- [What is required]: Format every line of the rows below as a JSON list of strings, one string per line. Skip blank lines and leave the pictures out.

Dataset records

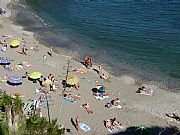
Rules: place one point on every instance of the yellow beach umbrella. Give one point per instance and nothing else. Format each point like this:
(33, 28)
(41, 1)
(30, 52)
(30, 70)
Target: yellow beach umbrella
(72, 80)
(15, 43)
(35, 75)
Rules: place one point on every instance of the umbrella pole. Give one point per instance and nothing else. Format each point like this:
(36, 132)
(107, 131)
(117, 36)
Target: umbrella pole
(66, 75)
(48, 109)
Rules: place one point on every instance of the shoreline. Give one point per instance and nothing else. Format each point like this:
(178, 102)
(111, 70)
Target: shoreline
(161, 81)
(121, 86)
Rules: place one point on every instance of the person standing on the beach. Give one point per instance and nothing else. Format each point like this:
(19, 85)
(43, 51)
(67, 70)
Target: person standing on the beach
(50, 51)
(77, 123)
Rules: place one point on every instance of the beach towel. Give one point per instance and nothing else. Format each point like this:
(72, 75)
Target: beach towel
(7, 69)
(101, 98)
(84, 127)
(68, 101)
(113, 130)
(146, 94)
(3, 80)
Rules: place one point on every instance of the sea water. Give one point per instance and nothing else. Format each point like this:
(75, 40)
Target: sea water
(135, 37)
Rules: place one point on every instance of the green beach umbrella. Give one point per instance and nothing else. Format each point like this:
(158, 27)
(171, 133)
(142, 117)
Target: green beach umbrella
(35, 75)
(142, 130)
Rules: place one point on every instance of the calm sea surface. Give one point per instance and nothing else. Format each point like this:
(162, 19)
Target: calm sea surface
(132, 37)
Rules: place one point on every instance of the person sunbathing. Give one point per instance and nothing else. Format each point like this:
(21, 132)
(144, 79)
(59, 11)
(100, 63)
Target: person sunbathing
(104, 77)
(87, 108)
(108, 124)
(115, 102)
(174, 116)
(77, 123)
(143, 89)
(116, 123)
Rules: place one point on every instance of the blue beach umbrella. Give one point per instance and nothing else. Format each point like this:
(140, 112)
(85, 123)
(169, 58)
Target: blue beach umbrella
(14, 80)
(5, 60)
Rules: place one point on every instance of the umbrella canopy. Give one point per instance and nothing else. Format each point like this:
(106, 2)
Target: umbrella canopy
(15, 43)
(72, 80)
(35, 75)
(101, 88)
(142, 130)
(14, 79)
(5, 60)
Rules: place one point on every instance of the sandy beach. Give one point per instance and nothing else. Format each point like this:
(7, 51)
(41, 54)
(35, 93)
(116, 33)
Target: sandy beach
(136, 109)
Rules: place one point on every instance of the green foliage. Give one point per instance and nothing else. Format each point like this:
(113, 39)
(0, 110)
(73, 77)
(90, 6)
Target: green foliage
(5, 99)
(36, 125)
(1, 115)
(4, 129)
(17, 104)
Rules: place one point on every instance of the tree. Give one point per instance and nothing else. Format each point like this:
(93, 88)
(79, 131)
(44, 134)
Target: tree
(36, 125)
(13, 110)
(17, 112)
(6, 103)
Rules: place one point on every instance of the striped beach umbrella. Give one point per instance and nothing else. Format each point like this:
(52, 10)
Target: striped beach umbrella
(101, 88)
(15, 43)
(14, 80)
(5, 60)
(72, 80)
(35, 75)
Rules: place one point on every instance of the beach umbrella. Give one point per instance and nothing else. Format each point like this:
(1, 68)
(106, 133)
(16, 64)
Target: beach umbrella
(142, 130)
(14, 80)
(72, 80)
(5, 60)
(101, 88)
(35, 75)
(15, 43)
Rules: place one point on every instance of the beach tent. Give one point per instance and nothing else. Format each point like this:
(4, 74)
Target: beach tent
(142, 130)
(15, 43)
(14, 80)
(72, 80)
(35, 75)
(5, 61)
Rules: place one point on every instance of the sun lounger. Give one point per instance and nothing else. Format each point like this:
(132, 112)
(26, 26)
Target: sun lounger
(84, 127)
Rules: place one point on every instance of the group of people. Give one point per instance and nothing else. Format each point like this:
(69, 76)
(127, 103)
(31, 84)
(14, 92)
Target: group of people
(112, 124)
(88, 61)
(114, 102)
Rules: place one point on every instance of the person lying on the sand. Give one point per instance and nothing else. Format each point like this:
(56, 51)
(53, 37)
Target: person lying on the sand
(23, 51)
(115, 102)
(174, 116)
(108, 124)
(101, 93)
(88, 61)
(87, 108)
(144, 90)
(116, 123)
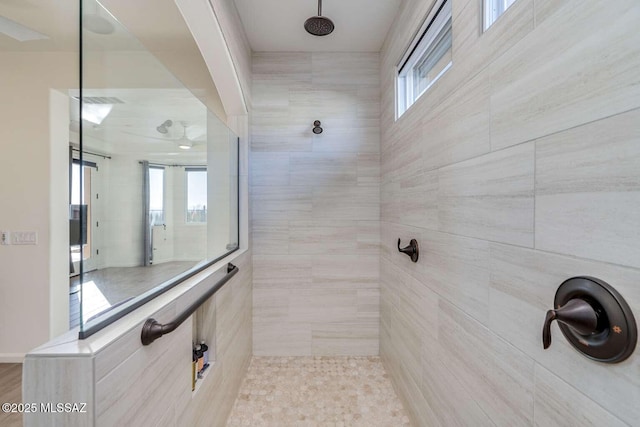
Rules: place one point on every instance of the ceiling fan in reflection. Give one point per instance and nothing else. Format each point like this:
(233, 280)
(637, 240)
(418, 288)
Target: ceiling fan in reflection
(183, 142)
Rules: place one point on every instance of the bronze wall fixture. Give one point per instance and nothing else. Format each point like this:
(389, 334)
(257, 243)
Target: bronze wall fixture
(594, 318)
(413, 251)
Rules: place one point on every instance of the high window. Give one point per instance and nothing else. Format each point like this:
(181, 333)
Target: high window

- [Exercise output]:
[
  "Rules: place one point on every instance of the yellow beach umbrella. Give one point per instance and nothing else. Format each point like this:",
  "(33, 28)",
  "(41, 1)",
  "(30, 52)",
  "(30, 70)",
  "Target: yellow beach umbrella",
  "(72, 80)",
  "(15, 43)",
  "(35, 75)",
  "Rules: place one point on every instance of the umbrella pole. Give one point per instance and nothing else. Format each point like this:",
  "(36, 132)",
  "(107, 131)",
  "(117, 36)",
  "Target: umbrella pole",
  "(66, 75)",
  "(48, 109)",
  "Rules: place one point on every instance of the shoreline. Give one point per instance and nothing else. Format each point like this:",
  "(178, 102)",
  "(111, 70)",
  "Target: shoreline",
  "(161, 81)",
  "(121, 86)",
  "Rules: place one point on every instance of the person standing on the beach. Give one point per instance and nothing else. Format each point like this:",
  "(19, 85)",
  "(43, 51)",
  "(67, 70)",
  "Target: person standing on the beach",
  "(50, 51)",
  "(77, 123)",
  "Rules: place one point on every instance of the beach towel. Give one point per instance and nothing else. Format each point like this:",
  "(72, 75)",
  "Target: beach towel",
  "(7, 69)",
  "(101, 98)",
  "(84, 127)",
  "(68, 101)",
  "(113, 130)",
  "(146, 94)",
  "(3, 80)",
  "Rules: place one point on every instance of the sea water. Give one point per instance and nothing else. Format each point like this:",
  "(75, 40)",
  "Target: sea water",
  "(135, 37)",
  "Rules: place one point on every instance of the green beach umbrella. Give one point per instance and nothing else. Format each point like this:",
  "(158, 27)",
  "(171, 133)",
  "(142, 117)",
  "Target: green beach umbrella",
  "(35, 75)",
  "(142, 130)",
  "Rules: place one point on every instance of the calm sea surface. Give one point per instance and nothing else. Format each point like this:",
  "(162, 19)",
  "Target: calm sea surface",
  "(132, 37)",
  "Rules: place one point on every instance of the person sunbathing. Give one point per instance and nothing else. Format each point like this:",
  "(21, 132)",
  "(144, 79)",
  "(59, 11)",
  "(100, 63)",
  "Target: person sunbathing",
  "(104, 77)",
  "(87, 108)",
  "(108, 124)",
  "(115, 102)",
  "(174, 116)",
  "(77, 123)",
  "(143, 89)",
  "(116, 123)",
  "Rules: place one point on every instance of the blue beach umbrella. Give one point per instance and nothing else. Format each point like this:",
  "(140, 112)",
  "(85, 123)",
  "(169, 58)",
  "Target: blue beach umbrella",
  "(14, 80)",
  "(5, 60)",
  "Rules: place one point on every instance of the umbrella canopy. Give one point per instance and nothing else. Format each point like this:",
  "(106, 2)",
  "Target: umbrella canopy",
  "(15, 43)",
  "(72, 80)",
  "(35, 75)",
  "(101, 88)",
  "(142, 130)",
  "(14, 79)",
  "(5, 60)",
  "Rules: place one point on every instance of the sandy beach. Give one point per instance and nothing else. Format each point like this:",
  "(7, 51)",
  "(41, 54)",
  "(35, 93)",
  "(116, 33)",
  "Target: sandy beach",
  "(136, 109)",
  "Rules: place one point on every instance of the green foliage. Give one point per instance and nothing else. Format each point like this:",
  "(113, 39)",
  "(0, 110)",
  "(73, 77)",
  "(90, 6)",
  "Target: green foliage",
  "(5, 99)",
  "(36, 125)",
  "(1, 115)",
  "(4, 129)",
  "(17, 104)",
  "Rules: place one point on every instance of the tree. Give one point per instance and nothing else. Format each point like this:",
  "(93, 88)",
  "(79, 131)",
  "(44, 134)",
  "Target: tree",
  "(36, 125)",
  "(13, 110)",
  "(17, 112)",
  "(6, 103)",
  "Rules: place one point on every instance of the striped beach umbrella. Give one point per instance and nothing else. Format each point like this:",
  "(52, 10)",
  "Target: striped beach umbrella",
  "(101, 88)",
  "(15, 43)",
  "(14, 80)",
  "(5, 60)",
  "(72, 80)",
  "(35, 75)",
  "Rules: place one point on every instance of the beach umbrella. Give one point per instance and nothing else. Format each point like this:",
  "(1, 68)",
  "(106, 133)",
  "(16, 64)",
  "Target: beach umbrella",
  "(142, 130)",
  "(14, 80)",
  "(72, 80)",
  "(5, 60)",
  "(101, 88)",
  "(35, 75)",
  "(15, 43)",
  "Rules: place one point on every instance of the beach tent. Give one point per instance and nothing else. Format each point like this:",
  "(4, 74)",
  "Target: beach tent",
  "(142, 130)",
  "(15, 43)",
  "(14, 80)",
  "(72, 80)",
  "(35, 75)",
  "(5, 61)",
  "Rules: place one point on every instance of the sun lounger. Give one point per instance and nothing else. Format each point like this:",
  "(132, 112)",
  "(26, 26)",
  "Target: sun lounger",
  "(84, 127)",
  "Rules: place one point on every instance of the group of people. Give one point per instance and nothing else. Format each point like this:",
  "(69, 76)",
  "(127, 103)",
  "(31, 84)",
  "(14, 92)",
  "Target: group of people",
  "(112, 124)",
  "(88, 61)",
  "(114, 102)",
  "Rules: place one point on every instance of the person lying on the sand. Give one point per instance and nothing else. Format each point like this:",
  "(56, 51)",
  "(53, 37)",
  "Target: person lying on the sand",
  "(23, 51)",
  "(115, 102)",
  "(174, 116)",
  "(108, 124)",
  "(101, 93)",
  "(88, 61)",
  "(87, 108)",
  "(144, 90)",
  "(116, 123)",
  "Rules: place one point on every instance of the ceiling fan in reflection. Give one point per instance and nothing else. Format each point like this:",
  "(233, 280)",
  "(637, 240)",
  "(418, 288)",
  "Target: ceiling fan in reflection",
  "(183, 142)",
  "Rules: place one point on every instance of the bronze wall fixture. Give one point per instance and nothing else. Format each point like this:",
  "(389, 334)",
  "(257, 243)",
  "Target: bronze wall fixture",
  "(594, 318)",
  "(413, 251)",
  "Rules: place one point on every instance of the high window. Give one point per instance and nothing else. Format each point like this:",
  "(181, 333)",
  "Target: high window"
]